Point labeling dataset excerpts
START
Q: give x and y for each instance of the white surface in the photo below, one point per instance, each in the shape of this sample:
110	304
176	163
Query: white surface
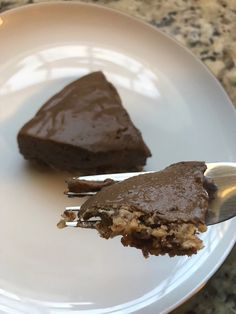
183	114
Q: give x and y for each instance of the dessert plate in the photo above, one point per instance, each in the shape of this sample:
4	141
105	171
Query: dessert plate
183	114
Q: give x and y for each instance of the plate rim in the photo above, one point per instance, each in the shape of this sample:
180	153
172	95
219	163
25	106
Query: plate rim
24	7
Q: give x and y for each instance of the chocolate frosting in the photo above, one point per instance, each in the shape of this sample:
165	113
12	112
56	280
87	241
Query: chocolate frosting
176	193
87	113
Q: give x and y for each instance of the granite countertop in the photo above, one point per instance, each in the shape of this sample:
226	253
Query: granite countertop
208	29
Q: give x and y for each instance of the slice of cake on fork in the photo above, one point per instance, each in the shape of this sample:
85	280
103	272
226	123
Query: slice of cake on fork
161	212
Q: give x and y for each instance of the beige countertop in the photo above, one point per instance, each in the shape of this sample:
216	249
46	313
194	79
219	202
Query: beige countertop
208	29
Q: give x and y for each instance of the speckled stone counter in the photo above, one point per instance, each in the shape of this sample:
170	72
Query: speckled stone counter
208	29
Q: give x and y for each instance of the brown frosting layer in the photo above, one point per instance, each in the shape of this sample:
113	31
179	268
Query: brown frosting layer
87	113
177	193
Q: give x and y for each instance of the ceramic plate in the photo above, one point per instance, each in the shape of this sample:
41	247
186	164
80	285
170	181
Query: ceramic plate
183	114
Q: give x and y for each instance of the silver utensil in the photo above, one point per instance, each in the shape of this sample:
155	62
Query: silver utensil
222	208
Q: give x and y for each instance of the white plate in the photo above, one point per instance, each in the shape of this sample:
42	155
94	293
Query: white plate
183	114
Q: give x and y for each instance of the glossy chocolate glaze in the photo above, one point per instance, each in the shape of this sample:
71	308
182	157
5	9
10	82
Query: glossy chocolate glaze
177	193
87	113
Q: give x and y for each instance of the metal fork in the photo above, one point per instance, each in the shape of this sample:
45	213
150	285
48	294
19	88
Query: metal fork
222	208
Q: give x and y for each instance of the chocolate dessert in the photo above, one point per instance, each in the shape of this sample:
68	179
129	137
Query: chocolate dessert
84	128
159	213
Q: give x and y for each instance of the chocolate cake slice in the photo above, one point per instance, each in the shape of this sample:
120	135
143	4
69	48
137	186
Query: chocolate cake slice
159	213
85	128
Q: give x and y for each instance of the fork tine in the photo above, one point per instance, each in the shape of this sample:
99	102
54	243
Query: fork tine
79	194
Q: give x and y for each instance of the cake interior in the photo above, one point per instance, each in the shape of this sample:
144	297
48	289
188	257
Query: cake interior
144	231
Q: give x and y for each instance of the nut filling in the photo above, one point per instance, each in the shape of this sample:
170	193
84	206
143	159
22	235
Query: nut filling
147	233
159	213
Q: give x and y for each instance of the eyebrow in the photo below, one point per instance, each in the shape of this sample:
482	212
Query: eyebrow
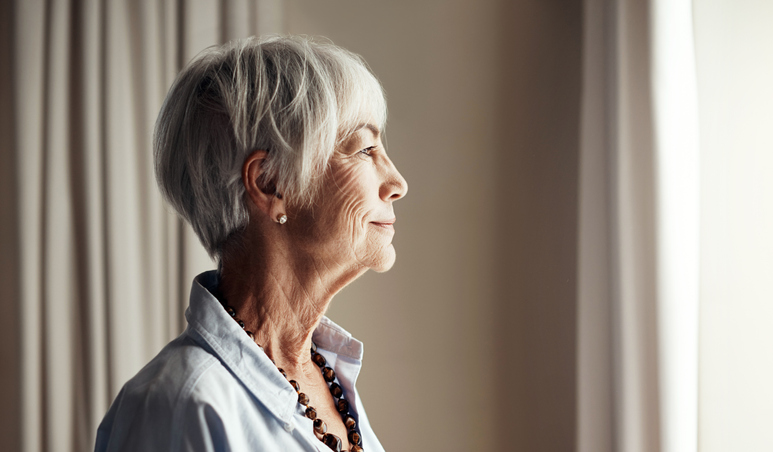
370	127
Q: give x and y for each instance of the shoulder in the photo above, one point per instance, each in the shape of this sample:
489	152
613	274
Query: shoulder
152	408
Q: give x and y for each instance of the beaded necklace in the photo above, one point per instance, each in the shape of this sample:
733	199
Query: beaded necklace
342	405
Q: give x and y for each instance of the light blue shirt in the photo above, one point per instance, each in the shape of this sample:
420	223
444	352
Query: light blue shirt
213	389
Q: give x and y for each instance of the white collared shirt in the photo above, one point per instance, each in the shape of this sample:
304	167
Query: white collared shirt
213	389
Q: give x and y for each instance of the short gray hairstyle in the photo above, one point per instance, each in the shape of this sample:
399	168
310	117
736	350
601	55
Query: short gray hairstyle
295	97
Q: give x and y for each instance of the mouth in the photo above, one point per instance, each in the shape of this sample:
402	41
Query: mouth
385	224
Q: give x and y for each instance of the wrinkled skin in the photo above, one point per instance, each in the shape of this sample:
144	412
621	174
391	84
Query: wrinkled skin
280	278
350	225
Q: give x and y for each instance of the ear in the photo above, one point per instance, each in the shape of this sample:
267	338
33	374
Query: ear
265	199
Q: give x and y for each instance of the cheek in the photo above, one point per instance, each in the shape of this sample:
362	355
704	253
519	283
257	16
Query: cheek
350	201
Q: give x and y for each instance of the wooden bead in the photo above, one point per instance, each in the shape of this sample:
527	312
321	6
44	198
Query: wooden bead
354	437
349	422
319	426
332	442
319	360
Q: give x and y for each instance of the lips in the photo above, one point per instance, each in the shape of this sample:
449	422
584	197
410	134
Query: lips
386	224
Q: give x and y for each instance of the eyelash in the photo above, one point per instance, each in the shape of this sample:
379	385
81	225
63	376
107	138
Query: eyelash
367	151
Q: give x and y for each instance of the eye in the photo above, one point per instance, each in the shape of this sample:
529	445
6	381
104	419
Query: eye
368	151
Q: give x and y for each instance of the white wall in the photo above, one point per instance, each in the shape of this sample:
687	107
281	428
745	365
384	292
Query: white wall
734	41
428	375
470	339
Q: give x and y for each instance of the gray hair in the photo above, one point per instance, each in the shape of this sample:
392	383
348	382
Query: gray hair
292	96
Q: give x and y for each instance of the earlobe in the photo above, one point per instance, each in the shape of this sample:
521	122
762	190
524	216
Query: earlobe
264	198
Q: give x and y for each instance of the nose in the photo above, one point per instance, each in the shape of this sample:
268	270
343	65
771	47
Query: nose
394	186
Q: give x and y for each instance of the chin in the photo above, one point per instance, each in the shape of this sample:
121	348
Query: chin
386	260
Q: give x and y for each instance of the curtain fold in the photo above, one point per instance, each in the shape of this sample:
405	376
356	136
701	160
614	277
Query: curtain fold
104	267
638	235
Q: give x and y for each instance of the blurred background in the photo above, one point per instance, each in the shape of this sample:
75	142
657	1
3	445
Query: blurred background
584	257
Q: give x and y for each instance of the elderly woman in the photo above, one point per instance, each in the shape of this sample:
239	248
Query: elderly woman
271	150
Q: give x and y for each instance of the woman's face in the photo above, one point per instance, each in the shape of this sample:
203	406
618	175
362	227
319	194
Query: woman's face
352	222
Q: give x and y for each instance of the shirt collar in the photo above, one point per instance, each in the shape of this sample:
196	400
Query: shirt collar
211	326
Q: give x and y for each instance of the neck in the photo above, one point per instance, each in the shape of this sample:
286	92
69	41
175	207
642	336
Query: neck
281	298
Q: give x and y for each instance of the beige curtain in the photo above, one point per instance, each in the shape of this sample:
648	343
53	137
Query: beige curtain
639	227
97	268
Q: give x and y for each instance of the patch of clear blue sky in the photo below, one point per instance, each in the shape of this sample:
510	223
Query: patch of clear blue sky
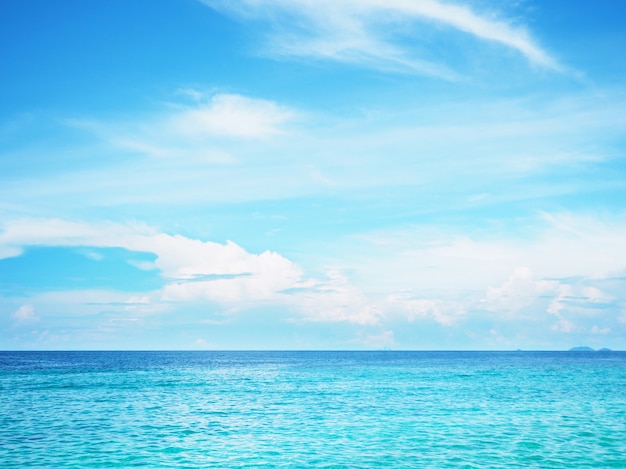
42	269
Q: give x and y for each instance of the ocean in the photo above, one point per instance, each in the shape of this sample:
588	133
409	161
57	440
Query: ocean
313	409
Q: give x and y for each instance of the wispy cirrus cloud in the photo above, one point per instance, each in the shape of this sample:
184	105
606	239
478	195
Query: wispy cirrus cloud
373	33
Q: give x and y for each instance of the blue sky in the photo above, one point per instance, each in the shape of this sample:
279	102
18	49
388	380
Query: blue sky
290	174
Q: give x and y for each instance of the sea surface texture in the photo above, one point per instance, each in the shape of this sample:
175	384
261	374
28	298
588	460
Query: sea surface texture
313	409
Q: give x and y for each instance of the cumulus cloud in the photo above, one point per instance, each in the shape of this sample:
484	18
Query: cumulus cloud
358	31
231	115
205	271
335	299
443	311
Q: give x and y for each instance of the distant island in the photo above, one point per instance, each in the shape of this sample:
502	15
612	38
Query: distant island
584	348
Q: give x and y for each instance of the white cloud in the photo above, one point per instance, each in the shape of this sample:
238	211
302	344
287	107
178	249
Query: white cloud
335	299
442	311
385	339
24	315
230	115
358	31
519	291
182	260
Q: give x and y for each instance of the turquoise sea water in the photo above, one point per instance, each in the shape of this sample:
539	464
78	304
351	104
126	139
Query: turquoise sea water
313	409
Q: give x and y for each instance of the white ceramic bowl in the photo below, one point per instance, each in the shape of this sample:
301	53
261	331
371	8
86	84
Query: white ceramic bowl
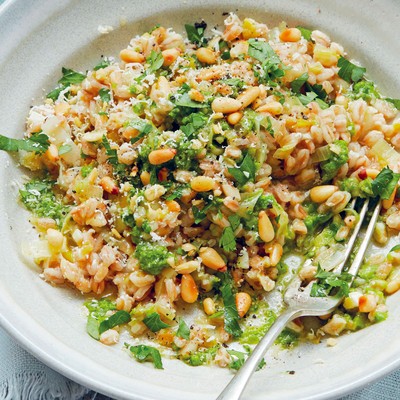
END
» WHAT TO DO:
Starting from the line where "Q: give x and y for each instance of the ocean" appears, copy every line through the end of the material, both ends included, but no pictures.

» CORRECT RESPONSE:
Q: give x and y for each instance of the ocean in the photo above, one point per instance, each in the shape of this sample:
588	133
409	161
57	440
Query: ocean
313	409
Q: give x and y for each instance of the wispy cirrus cloud in the photo above, one point per instance, each in the shape of this sample:
184	105
606	239
478	195
Query: wispy cirrus cloud
373	33
Q: give x and y for each instance of the blue sky in the photo above, one point per instance, each in the shape of this sample:
279	102
18	49
388	380
Query: blue sky
290	174
Q: give x and y for each instance of the sea surface texture in the photo above, one point per instance, each in the shape of this sample:
175	384
261	374
28	298
588	460
Query: sea surface texture
313	409
Q: give x and y for each instance of the cumulus cloud in the photo above, one point per instance, each in the shape of this sample:
484	18
Query: cumulus cloud
358	31
231	115
205	271
335	299
443	311
Q: give x and y for each instance of the distant island in the photo above, one point per instance, each in the shape of this sample:
502	15
612	38
Query: distant island
584	348
Q: give x and y for each instance of the white cloud in the photo above, one point per instance, each in the shape of this sample:
238	211
302	344
287	107
178	249
Query: white cloud
335	299
442	311
385	339
24	315
230	115
358	31
519	291
182	260
Q: give x and y for each instance of the turquoise sea water in the photo above, one point per instance, each in the shape of this sample:
539	464
78	304
351	104
126	139
Query: turquoise sea water
313	409
Q: give x and y for each instance of the white ceramic bowl in the photo below, one point per instance, each in the shape of this sample:
301	53
261	331
371	8
86	84
Query: white ceramic bowl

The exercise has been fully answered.